**What is required**.
Print verbatim the lines of the entries from the one containing "Every instance of the distant swimmer" to the last, inclusive, and no others.

Records from a data source
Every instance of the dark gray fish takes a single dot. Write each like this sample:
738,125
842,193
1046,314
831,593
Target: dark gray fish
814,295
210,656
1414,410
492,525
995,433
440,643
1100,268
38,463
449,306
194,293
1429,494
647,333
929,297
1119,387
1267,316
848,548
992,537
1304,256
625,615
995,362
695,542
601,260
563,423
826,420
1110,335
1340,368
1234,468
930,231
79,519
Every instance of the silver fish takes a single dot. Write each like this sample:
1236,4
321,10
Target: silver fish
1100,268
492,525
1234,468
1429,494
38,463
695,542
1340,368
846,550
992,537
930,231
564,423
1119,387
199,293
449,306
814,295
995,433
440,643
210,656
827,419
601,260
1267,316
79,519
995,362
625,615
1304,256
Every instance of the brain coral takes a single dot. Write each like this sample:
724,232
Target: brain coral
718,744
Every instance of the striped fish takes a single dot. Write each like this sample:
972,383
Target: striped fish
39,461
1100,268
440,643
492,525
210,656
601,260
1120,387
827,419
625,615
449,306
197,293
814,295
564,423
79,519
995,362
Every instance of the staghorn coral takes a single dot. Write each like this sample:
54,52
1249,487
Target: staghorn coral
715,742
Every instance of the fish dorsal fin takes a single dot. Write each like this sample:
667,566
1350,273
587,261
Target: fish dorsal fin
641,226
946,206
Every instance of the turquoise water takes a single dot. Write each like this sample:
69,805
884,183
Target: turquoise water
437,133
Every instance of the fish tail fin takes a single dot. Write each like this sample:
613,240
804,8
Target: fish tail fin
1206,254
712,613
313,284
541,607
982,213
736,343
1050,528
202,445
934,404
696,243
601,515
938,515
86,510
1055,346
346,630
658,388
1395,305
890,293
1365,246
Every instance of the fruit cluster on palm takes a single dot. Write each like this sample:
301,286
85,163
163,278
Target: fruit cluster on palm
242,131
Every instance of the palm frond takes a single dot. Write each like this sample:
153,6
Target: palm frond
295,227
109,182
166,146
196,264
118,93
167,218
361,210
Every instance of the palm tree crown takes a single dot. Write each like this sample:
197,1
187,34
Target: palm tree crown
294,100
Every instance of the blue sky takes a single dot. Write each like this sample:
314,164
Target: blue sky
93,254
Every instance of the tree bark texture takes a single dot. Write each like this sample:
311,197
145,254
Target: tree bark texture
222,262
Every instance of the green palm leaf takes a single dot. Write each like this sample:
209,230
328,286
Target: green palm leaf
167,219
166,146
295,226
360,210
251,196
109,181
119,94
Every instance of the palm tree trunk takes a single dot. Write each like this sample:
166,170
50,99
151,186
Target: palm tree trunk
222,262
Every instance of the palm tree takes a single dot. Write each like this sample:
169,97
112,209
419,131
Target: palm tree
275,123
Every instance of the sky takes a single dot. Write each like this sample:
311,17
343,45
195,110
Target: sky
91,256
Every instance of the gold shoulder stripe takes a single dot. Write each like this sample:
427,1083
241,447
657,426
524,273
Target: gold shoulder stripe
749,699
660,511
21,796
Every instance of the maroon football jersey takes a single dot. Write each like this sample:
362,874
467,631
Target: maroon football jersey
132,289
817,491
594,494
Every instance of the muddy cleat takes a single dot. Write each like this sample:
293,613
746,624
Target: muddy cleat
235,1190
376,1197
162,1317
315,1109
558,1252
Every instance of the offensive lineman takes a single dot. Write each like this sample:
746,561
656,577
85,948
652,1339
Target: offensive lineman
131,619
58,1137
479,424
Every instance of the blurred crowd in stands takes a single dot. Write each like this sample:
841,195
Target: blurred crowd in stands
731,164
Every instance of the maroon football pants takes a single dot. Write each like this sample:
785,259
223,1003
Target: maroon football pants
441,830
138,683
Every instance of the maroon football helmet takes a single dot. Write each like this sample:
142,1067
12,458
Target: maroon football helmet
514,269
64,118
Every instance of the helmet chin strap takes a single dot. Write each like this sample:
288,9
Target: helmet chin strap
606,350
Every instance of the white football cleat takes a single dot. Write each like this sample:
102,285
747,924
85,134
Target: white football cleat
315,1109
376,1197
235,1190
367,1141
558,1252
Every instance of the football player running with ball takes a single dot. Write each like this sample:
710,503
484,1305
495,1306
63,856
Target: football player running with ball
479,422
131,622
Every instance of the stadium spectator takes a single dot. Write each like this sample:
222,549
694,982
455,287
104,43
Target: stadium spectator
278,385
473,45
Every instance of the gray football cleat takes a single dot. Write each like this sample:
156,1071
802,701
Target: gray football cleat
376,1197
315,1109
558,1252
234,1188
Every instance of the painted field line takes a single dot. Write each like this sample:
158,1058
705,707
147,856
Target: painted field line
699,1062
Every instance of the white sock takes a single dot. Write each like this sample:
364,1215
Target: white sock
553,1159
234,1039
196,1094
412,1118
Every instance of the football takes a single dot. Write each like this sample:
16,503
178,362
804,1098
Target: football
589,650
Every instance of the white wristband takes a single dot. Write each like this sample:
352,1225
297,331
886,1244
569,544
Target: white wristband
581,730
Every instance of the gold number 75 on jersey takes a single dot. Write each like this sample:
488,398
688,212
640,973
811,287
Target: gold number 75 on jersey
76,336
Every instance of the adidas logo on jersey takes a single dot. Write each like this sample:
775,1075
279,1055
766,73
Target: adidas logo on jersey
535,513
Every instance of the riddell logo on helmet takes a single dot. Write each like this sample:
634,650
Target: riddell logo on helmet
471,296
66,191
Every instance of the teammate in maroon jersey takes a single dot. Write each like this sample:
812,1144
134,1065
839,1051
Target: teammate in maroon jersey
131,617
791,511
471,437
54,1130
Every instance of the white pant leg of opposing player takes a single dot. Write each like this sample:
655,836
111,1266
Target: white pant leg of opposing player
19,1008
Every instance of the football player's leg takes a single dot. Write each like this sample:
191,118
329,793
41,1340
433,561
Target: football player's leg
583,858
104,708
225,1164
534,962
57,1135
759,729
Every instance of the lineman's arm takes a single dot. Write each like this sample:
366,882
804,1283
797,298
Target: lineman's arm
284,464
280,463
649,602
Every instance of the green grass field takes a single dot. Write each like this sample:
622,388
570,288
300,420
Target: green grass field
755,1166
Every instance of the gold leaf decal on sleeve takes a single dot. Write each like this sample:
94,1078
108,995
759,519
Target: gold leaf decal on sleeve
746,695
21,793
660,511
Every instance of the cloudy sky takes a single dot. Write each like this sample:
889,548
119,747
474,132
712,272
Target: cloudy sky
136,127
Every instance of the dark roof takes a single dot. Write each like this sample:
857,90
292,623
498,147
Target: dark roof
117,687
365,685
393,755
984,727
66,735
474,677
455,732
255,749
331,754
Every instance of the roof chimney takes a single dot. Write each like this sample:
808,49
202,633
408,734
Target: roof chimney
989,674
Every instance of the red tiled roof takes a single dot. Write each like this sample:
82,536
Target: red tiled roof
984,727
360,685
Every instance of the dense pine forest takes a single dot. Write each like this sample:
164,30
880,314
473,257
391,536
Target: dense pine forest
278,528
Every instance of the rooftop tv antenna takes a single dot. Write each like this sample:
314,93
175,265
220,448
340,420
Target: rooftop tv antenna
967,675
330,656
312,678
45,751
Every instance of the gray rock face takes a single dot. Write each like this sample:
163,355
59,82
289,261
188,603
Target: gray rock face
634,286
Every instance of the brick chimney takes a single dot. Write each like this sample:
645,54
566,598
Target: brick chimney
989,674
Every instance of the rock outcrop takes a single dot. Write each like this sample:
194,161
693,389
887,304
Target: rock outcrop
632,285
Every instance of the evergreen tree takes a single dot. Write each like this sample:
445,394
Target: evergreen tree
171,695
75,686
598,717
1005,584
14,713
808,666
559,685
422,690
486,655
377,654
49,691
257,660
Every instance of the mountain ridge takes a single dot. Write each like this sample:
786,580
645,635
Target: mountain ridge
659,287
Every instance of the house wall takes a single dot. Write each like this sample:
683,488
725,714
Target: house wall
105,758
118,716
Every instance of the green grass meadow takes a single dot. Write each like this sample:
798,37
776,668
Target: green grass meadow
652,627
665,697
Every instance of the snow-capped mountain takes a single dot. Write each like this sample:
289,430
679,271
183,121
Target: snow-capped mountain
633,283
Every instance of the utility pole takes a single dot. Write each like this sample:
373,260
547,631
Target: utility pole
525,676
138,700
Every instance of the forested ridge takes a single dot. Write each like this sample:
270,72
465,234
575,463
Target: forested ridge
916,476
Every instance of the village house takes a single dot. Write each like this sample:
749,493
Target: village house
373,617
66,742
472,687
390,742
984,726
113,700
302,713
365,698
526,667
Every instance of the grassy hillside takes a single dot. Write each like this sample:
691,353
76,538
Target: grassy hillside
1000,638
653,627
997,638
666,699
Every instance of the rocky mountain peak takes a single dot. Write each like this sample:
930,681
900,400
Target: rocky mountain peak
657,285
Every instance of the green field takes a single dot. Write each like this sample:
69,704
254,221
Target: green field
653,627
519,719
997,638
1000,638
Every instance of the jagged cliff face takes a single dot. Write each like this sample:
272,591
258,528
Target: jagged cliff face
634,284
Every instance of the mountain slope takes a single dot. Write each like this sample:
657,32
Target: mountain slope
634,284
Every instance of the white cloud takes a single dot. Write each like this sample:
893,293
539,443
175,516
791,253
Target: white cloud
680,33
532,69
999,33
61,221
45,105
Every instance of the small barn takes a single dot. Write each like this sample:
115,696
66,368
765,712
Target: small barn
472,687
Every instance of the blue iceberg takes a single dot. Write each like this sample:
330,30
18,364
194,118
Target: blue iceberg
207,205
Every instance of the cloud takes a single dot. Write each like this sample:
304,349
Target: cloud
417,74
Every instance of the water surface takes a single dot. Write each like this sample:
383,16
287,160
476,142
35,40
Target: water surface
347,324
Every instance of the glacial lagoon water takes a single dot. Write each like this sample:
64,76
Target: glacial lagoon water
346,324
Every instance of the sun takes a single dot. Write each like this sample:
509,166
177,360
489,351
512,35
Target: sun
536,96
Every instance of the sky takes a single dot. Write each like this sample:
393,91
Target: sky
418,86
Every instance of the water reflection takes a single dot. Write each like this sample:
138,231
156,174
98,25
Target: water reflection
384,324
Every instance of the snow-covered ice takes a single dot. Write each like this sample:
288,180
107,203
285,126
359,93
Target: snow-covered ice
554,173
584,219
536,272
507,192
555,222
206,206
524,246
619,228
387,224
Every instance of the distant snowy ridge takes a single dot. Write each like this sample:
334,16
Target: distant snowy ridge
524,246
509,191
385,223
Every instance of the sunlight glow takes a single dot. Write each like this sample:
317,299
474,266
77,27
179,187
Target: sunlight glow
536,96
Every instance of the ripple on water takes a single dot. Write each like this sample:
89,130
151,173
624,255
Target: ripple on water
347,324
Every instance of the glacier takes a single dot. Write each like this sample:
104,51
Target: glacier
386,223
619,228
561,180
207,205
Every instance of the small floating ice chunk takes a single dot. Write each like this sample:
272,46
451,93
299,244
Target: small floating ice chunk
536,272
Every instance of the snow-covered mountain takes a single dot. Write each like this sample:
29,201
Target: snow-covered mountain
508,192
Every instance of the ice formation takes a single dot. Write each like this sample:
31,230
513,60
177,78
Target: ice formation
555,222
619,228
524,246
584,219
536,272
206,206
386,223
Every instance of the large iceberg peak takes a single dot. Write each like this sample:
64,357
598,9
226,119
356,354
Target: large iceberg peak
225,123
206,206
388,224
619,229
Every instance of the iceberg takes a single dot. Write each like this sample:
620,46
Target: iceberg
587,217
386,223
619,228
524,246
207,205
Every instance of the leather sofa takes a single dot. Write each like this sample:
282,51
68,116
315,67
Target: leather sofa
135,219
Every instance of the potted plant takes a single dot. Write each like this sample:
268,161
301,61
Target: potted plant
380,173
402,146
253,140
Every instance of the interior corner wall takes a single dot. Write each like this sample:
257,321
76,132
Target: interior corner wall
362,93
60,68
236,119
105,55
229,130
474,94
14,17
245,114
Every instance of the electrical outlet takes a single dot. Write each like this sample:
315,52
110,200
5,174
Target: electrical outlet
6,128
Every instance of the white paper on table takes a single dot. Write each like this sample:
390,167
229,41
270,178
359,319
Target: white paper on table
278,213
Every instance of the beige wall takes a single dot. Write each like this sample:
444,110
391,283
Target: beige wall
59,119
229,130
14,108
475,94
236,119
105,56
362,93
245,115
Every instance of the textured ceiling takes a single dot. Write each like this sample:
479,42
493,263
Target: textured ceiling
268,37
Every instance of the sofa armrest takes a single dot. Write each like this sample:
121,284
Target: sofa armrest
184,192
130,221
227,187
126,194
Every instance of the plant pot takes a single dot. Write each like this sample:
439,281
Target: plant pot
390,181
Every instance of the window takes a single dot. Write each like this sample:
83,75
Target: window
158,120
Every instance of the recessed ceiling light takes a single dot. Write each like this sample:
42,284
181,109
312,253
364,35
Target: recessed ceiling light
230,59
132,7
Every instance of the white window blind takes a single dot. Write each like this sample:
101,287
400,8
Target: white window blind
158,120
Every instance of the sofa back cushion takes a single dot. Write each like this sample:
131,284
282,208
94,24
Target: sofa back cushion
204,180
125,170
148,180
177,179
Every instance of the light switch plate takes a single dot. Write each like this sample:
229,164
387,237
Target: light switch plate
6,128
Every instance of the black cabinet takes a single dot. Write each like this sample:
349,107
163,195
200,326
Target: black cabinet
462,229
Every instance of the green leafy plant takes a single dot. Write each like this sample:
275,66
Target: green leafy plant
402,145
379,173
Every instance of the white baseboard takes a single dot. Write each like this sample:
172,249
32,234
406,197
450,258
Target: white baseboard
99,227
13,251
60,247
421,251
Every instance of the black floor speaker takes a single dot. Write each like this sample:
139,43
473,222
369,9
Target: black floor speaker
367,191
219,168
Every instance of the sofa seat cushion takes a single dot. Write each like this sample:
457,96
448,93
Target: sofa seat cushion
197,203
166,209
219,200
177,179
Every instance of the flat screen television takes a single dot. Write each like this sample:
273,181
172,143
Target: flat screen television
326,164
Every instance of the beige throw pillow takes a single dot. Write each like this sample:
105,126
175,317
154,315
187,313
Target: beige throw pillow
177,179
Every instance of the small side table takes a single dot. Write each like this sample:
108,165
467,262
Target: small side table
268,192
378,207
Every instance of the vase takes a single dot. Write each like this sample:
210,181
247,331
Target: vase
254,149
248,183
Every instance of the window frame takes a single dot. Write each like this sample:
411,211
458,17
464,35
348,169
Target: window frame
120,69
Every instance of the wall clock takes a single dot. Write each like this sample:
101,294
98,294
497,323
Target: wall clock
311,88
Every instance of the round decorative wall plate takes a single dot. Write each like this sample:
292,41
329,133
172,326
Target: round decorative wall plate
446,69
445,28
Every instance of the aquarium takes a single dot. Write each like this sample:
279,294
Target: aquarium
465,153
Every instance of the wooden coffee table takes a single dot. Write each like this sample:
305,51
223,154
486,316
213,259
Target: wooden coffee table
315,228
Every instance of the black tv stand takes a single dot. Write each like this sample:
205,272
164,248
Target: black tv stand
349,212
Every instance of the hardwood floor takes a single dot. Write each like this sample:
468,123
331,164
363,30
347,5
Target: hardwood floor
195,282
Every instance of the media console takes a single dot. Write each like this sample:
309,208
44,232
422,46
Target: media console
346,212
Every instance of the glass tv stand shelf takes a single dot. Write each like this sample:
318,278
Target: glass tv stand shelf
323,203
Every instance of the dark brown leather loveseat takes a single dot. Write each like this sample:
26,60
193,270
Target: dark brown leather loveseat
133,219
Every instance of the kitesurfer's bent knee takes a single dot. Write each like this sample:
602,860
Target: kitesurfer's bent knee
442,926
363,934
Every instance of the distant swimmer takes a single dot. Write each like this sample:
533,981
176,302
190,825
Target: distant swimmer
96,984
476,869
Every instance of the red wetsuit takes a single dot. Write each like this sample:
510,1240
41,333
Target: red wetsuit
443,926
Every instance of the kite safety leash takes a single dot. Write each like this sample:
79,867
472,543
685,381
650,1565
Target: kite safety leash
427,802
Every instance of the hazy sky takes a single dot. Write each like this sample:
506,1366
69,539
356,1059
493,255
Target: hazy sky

**Full response**.
Every instance of the distant swimmer takes a single dot. Write each like this sample:
533,981
176,302
190,825
Target: distant swimmer
96,984
476,869
Every instance of the red wetsuit takes a single dot. Write each like this sample:
510,1240
41,333
Target: red wetsuit
443,926
Every instance of the kite safety leash takes a single dot. Write each like this sample:
79,867
472,543
685,381
650,1565
Target: kite safety leash
427,802
Every instance of the hazy sky takes a single dot. Write each like this sample:
506,1366
69,539
356,1059
493,255
Target: hazy sky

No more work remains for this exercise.